>> start The input

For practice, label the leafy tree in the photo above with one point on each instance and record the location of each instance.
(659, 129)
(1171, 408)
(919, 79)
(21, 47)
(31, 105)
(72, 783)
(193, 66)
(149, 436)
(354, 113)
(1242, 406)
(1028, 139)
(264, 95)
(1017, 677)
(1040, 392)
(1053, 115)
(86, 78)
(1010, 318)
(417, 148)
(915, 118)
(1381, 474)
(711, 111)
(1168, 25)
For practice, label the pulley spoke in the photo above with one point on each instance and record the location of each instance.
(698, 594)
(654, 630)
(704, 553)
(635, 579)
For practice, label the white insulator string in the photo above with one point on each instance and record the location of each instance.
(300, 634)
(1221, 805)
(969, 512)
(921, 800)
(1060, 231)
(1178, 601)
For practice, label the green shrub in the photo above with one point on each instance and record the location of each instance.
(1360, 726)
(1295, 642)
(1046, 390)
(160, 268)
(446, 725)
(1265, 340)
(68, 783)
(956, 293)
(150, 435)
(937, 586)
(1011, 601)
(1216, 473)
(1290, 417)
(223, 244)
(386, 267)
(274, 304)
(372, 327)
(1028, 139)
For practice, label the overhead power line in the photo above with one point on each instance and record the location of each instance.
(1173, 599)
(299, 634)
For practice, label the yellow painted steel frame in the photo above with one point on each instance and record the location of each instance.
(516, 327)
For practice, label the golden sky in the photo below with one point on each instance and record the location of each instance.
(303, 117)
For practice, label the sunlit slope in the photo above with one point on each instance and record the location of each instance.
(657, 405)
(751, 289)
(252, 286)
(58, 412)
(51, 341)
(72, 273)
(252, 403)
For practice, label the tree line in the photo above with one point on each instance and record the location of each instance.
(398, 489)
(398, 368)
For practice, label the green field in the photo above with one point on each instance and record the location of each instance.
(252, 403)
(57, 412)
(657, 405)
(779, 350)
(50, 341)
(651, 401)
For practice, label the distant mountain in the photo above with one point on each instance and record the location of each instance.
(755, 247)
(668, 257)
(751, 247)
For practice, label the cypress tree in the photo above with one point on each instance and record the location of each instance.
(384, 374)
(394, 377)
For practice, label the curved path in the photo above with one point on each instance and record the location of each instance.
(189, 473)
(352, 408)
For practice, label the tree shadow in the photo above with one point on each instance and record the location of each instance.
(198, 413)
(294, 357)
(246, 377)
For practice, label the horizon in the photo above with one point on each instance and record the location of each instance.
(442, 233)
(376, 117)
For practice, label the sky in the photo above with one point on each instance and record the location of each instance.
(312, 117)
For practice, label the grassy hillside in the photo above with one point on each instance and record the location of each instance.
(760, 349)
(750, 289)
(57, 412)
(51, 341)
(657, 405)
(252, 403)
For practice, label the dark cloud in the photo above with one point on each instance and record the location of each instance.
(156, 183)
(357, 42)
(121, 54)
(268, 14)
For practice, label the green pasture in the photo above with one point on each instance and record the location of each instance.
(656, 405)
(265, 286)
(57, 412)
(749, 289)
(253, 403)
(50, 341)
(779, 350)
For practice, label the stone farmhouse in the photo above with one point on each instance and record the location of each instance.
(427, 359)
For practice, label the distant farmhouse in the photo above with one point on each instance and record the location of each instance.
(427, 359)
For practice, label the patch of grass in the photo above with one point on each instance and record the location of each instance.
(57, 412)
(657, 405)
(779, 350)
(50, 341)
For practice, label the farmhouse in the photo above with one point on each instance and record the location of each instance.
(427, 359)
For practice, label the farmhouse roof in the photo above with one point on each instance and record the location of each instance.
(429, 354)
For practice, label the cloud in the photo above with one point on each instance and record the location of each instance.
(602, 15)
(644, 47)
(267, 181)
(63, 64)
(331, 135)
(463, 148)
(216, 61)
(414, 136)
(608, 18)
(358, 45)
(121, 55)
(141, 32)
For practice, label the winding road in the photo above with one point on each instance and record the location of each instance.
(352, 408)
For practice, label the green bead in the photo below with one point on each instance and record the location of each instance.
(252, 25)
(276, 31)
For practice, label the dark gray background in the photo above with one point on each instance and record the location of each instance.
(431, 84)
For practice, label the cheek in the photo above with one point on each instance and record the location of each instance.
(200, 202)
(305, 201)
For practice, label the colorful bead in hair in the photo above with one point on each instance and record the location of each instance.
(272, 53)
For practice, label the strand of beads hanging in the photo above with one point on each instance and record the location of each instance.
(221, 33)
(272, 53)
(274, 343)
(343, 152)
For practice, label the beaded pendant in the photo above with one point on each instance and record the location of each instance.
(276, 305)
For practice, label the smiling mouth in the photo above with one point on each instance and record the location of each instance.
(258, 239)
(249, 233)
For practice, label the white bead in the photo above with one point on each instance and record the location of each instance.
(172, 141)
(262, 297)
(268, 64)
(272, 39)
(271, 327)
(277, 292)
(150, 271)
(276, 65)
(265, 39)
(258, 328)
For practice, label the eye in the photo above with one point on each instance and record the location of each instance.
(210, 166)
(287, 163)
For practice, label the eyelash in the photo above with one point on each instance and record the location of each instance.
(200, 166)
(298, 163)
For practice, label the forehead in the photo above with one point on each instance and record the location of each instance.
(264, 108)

>> end The input
>> start The input

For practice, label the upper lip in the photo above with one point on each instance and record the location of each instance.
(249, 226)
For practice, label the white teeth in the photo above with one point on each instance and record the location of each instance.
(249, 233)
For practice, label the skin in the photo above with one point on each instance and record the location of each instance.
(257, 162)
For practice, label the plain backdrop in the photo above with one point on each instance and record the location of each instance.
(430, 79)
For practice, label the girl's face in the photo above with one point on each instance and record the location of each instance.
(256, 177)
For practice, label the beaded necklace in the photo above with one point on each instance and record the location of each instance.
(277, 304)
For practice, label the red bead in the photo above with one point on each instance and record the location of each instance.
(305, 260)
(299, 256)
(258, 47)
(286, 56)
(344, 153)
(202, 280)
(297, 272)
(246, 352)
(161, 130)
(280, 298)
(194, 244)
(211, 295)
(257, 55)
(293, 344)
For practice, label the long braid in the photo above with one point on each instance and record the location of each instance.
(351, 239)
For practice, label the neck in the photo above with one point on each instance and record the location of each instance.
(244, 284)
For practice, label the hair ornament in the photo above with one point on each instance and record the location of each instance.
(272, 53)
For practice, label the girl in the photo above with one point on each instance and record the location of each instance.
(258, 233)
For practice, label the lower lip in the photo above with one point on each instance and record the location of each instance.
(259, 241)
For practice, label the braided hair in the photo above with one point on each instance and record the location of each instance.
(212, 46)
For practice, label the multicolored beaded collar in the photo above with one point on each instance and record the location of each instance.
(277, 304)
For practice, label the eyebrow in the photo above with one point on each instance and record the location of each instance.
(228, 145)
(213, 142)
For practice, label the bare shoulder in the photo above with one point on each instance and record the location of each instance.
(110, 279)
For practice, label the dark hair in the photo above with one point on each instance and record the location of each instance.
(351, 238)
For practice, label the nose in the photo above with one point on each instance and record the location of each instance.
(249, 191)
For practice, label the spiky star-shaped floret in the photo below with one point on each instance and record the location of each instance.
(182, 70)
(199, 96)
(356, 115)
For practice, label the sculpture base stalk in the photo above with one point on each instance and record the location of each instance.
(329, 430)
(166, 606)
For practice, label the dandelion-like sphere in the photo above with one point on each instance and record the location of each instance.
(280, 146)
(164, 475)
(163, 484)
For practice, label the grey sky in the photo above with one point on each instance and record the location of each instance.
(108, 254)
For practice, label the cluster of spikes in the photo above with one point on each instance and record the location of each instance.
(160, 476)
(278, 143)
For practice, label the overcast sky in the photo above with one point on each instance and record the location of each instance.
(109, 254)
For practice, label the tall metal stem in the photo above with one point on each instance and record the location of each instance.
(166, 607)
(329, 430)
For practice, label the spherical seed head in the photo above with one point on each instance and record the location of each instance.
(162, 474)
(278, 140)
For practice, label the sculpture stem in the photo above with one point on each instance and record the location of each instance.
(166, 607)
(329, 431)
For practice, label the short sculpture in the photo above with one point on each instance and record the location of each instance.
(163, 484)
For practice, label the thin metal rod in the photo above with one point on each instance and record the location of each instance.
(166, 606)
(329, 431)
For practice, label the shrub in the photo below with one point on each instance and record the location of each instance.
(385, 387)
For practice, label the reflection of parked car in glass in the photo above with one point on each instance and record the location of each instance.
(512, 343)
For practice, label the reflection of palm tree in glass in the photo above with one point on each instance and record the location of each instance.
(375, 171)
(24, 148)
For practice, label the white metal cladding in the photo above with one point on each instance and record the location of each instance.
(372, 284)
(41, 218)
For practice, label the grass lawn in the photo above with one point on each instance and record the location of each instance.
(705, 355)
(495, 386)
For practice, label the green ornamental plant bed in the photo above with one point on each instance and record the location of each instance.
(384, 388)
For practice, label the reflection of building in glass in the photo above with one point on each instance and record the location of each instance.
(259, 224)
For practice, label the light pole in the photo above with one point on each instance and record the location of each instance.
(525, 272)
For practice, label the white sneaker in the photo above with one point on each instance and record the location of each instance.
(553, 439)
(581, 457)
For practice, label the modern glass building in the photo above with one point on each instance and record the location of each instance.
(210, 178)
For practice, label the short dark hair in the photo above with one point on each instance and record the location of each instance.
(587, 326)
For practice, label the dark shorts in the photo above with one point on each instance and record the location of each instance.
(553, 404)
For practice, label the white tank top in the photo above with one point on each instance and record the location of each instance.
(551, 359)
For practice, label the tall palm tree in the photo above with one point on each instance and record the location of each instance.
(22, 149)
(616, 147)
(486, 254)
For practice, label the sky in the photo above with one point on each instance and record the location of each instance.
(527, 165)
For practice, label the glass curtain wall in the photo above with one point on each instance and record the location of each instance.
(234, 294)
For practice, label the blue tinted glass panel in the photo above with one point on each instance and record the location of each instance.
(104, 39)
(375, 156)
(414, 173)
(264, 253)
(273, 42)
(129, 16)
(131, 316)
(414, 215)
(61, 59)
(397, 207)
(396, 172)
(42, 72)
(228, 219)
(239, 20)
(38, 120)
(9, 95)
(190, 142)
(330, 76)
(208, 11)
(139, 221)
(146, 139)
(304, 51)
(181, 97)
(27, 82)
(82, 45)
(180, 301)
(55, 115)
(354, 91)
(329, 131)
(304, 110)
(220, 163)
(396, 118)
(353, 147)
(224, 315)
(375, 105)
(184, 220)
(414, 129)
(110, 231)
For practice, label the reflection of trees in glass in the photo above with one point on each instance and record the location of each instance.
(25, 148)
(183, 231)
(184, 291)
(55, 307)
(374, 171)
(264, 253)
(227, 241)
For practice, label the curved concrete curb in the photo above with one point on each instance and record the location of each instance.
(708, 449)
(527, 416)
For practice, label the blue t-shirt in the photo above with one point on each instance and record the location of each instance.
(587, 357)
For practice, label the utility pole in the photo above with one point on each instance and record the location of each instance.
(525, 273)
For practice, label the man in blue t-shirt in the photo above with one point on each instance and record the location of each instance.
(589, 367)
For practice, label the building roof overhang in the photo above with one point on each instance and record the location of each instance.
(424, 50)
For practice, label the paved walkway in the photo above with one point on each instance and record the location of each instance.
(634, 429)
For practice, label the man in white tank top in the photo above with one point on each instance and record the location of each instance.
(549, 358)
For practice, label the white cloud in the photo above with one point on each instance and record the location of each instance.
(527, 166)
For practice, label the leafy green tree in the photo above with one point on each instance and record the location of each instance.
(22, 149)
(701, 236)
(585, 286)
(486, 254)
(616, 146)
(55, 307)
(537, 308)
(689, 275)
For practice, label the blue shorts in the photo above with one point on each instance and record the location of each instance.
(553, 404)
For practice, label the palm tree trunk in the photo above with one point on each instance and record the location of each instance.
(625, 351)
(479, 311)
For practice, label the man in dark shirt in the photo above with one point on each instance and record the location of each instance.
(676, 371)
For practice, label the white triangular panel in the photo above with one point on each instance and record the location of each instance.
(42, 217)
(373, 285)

>> end The input
>> start The input

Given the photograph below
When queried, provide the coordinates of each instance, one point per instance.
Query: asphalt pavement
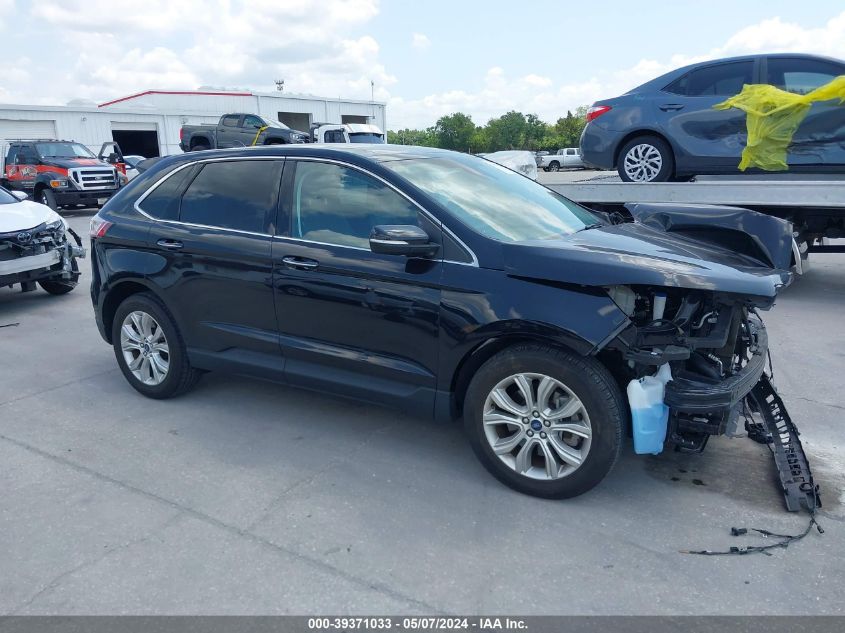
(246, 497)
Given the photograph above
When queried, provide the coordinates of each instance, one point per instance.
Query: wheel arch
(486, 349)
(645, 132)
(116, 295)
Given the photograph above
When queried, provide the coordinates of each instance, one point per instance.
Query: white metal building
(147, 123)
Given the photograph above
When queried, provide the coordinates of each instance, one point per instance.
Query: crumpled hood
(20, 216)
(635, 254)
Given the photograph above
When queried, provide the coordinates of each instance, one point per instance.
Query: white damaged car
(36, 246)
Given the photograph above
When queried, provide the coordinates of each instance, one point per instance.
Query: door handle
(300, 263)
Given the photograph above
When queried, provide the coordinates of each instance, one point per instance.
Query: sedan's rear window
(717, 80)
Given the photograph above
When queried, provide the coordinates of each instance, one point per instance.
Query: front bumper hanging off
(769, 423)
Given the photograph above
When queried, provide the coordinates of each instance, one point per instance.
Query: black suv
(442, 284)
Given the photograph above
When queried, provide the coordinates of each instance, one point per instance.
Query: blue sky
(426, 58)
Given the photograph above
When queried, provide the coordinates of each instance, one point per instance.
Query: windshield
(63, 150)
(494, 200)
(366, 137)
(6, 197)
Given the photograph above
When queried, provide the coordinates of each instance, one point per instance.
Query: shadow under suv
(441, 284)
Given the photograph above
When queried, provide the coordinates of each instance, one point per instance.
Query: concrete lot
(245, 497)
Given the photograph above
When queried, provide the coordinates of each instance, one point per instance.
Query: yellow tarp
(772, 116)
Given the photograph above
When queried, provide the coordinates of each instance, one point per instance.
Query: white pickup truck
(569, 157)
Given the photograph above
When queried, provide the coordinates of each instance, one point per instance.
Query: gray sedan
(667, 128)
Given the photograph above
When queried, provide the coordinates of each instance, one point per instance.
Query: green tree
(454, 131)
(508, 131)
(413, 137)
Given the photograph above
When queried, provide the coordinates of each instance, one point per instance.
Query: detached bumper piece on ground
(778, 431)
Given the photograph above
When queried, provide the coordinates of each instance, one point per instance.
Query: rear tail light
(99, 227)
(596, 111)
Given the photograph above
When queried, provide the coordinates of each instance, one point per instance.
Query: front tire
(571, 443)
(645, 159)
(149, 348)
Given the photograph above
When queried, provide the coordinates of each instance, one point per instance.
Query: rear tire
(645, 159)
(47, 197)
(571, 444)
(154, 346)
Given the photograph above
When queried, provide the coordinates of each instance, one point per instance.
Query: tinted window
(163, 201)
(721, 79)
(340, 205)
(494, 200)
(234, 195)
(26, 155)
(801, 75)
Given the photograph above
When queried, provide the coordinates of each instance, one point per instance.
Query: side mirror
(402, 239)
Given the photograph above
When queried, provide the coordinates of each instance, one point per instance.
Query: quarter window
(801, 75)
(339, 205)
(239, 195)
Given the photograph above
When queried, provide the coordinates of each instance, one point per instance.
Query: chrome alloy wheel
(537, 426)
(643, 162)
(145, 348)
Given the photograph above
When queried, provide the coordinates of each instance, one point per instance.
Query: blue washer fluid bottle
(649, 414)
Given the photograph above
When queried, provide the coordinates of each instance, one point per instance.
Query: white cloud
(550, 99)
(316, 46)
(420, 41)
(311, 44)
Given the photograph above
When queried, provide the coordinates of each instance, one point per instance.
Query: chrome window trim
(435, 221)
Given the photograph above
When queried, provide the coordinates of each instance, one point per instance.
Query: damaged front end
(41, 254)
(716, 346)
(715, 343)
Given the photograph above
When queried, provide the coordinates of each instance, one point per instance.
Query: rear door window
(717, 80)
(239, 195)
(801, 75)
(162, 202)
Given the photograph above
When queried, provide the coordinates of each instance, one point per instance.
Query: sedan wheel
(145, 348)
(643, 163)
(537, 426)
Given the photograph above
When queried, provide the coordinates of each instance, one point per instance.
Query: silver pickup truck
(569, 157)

>> end The input

Task: Return every line of the rows above that contains the word "shrub", treating uppercase and lowercase as different.

Solution for this task:
For practice, label the green shrub in the photo above with one point on each instance and record the location of each instance.
For practice, label the shrub in the photo below with one point on each instance and record the location of each instance.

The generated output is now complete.